- _Your instructions_: Rewrite the material from the line that has "Could you point out the wire" through its end, keeping every line and its wording, but scale each coordinate pair by 1.5, rounding to whole numbers with halves going up.
+--
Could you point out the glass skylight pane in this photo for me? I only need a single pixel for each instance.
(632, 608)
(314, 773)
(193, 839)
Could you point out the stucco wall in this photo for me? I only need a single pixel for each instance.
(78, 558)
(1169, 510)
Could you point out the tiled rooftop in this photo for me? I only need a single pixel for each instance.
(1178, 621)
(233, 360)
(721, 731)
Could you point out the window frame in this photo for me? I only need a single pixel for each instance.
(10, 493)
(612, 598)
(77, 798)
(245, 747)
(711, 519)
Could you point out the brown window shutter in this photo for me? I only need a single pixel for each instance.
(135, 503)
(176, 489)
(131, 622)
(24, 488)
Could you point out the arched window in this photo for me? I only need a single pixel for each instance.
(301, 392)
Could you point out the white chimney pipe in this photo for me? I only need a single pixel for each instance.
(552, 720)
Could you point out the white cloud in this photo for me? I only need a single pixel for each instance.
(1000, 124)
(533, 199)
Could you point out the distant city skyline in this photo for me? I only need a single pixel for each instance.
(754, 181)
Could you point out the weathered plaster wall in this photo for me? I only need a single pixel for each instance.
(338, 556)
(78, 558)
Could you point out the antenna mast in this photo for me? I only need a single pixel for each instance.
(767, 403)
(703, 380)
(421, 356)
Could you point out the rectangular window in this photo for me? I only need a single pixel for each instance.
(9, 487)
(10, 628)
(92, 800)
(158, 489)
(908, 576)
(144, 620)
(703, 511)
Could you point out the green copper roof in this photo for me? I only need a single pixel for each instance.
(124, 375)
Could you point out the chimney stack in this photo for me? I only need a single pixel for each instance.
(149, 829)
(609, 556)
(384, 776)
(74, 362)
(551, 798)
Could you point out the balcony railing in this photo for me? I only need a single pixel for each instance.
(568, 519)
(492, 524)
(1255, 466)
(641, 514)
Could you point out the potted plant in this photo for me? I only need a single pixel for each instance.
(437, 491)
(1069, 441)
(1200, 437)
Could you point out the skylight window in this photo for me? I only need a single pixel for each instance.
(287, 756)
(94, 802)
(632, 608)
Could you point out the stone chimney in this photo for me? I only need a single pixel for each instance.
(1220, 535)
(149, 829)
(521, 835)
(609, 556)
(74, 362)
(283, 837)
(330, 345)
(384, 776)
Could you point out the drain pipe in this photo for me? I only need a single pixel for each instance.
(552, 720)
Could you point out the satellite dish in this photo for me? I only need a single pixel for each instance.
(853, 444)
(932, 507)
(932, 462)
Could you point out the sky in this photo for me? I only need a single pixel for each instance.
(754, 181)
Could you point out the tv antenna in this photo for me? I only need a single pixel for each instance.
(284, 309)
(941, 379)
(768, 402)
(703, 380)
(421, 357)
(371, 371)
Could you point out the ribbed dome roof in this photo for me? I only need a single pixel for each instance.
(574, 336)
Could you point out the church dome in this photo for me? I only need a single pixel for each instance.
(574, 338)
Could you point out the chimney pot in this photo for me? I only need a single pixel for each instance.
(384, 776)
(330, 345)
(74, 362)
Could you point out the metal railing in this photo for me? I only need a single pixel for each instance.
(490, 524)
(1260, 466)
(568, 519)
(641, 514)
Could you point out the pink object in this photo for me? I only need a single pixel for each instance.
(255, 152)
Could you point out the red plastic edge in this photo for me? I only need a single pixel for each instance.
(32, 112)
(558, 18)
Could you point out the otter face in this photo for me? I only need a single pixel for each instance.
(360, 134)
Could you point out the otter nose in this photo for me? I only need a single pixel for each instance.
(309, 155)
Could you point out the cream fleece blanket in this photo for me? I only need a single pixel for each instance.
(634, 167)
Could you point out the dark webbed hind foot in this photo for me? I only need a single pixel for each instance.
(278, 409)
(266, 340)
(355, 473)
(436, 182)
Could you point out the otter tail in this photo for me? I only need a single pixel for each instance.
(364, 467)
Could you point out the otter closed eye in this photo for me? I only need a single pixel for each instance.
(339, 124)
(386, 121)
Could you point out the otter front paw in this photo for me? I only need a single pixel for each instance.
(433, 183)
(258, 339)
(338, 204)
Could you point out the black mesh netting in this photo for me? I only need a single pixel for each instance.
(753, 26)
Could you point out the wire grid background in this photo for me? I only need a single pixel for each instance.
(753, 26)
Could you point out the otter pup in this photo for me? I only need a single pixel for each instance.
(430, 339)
+--
- _Exercise result_:
Could you point out the wire grid background in this photo for me? I only need a single pixel for each instance.
(1130, 39)
Could you point out the otter pup in this photo for me? I only need a single pixel for each instance.
(645, 509)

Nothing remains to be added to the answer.